- Your task
Locate each line in the records that contains the string "vegetation", matching case exactly, and copy those lines out.

○ ○ ○ ○ ○

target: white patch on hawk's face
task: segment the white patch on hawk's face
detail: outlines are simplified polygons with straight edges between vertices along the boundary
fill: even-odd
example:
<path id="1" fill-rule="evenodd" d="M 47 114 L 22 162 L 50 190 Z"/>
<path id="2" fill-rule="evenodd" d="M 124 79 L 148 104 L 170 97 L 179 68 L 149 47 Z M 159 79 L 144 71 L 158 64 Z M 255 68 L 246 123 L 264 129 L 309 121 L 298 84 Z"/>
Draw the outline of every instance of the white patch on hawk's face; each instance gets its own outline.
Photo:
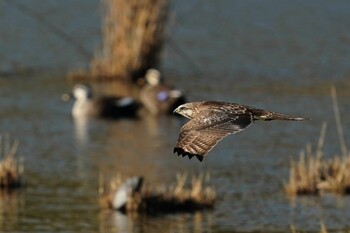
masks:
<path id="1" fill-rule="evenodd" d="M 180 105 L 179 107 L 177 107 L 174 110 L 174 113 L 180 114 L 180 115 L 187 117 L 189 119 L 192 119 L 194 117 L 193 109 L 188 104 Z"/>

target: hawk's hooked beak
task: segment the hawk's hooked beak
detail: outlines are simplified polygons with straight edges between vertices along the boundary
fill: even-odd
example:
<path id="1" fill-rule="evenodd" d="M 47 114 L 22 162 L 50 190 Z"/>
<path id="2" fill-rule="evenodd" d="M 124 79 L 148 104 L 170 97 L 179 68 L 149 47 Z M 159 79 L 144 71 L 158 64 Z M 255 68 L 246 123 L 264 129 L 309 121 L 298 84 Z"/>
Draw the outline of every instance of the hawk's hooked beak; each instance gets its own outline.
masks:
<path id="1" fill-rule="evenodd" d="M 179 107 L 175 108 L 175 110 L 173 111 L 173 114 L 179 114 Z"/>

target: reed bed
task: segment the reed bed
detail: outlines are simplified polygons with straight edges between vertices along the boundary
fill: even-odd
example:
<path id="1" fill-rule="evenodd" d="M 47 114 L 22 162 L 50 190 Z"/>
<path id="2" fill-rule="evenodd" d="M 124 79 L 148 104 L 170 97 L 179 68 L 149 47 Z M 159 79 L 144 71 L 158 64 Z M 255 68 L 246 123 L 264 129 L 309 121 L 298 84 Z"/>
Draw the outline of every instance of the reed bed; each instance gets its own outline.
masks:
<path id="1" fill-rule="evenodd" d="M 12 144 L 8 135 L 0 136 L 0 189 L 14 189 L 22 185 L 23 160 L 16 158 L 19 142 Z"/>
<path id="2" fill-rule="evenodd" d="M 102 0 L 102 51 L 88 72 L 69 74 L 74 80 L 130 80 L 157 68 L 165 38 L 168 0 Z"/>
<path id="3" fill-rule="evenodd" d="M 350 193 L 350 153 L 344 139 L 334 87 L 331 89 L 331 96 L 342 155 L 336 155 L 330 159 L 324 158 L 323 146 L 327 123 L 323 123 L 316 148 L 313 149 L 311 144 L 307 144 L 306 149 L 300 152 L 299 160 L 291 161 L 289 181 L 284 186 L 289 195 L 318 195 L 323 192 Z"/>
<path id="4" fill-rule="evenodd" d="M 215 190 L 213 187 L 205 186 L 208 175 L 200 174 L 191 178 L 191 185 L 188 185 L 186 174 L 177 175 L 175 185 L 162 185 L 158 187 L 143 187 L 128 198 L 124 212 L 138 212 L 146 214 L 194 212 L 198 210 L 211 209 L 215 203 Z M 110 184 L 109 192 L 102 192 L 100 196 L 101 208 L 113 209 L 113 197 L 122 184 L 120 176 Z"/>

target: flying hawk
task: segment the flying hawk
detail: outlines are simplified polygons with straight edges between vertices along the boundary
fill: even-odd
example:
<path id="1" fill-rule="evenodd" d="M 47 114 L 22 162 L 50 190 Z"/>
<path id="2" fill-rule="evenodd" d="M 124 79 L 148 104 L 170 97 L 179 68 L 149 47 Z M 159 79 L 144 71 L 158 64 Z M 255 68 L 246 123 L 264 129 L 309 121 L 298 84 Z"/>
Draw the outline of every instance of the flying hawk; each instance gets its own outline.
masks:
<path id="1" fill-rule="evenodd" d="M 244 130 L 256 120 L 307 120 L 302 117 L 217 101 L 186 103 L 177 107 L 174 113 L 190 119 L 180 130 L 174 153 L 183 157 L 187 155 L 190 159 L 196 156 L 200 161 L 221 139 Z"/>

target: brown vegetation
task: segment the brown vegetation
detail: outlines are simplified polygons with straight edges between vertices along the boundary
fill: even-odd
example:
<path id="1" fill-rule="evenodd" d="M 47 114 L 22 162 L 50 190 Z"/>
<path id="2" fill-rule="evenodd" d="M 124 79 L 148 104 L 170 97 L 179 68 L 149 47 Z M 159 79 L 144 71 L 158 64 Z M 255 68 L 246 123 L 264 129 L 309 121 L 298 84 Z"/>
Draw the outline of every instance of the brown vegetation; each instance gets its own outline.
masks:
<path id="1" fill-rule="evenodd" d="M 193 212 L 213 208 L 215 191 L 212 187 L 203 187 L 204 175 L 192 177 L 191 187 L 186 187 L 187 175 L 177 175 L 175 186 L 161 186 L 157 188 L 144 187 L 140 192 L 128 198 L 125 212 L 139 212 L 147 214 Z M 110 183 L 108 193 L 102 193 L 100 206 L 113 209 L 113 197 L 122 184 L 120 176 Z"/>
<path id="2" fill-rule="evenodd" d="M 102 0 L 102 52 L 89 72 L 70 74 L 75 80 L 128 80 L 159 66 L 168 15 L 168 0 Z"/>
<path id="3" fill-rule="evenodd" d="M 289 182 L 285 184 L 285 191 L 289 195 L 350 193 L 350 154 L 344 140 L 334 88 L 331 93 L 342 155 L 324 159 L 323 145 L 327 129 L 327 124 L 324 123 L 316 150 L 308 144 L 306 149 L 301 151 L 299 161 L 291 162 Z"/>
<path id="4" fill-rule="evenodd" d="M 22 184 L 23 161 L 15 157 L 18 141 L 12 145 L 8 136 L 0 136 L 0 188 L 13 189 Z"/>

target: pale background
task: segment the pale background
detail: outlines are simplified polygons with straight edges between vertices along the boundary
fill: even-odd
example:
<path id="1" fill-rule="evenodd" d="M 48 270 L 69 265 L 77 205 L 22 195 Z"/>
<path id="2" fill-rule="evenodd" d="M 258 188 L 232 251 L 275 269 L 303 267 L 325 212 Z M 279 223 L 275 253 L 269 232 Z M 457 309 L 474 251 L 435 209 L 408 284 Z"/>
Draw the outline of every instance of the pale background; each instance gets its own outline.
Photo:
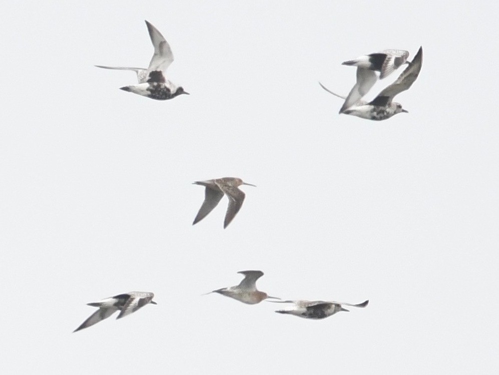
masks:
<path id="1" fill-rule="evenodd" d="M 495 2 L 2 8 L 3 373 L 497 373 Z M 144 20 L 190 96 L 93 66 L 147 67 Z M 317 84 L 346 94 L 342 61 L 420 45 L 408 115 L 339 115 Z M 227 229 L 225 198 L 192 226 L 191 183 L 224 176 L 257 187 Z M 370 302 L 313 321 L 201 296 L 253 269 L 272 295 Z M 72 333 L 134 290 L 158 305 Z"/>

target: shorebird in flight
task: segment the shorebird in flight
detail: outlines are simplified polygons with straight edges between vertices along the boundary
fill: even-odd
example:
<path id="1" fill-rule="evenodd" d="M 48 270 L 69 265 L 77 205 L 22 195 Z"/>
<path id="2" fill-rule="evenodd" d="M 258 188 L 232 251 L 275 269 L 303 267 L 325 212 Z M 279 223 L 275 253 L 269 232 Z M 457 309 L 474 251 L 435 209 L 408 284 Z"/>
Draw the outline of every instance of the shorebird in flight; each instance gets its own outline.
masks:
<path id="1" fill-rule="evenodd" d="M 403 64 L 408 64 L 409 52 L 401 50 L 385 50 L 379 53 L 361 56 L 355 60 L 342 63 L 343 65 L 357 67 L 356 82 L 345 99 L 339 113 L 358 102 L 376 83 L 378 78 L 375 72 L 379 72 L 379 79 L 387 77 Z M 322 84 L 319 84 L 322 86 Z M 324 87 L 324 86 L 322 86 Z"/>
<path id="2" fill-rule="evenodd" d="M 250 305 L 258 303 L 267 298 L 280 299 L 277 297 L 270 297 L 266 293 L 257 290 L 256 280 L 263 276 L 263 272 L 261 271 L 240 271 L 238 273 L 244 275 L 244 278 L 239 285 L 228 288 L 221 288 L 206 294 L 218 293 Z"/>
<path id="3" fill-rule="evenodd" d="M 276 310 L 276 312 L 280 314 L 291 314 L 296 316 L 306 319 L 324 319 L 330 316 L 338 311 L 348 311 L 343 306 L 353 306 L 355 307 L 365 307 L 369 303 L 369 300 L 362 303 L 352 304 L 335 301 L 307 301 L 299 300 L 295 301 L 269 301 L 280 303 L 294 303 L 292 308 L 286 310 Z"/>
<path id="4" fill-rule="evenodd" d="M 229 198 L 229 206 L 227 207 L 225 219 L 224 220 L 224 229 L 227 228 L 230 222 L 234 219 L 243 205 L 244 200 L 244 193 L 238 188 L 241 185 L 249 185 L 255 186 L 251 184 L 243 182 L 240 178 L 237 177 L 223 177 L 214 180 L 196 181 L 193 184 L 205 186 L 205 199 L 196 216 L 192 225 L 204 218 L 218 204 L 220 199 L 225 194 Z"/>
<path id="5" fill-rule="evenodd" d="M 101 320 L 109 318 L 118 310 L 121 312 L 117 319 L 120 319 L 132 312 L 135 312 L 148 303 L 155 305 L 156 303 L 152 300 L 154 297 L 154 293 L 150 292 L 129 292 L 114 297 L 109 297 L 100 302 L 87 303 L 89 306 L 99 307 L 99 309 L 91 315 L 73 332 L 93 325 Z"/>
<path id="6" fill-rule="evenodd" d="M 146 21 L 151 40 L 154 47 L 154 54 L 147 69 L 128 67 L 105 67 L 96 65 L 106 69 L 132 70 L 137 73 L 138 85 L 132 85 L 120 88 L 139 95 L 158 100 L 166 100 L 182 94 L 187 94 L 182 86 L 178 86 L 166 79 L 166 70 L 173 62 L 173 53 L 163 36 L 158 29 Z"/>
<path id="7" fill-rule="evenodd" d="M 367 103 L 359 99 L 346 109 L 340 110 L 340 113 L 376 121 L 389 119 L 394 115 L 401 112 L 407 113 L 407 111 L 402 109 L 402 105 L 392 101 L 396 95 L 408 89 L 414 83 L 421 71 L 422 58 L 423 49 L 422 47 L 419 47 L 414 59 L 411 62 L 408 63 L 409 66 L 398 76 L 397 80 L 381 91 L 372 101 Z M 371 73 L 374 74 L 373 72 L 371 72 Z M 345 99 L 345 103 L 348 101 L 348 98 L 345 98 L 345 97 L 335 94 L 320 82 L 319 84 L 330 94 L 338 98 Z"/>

○ ○ ○ ○ ○

- Exercise output
target: brown vegetation
task: segment the brown vegetation
Draw the outline of every instance of the brown vegetation; each instance gets its own outline.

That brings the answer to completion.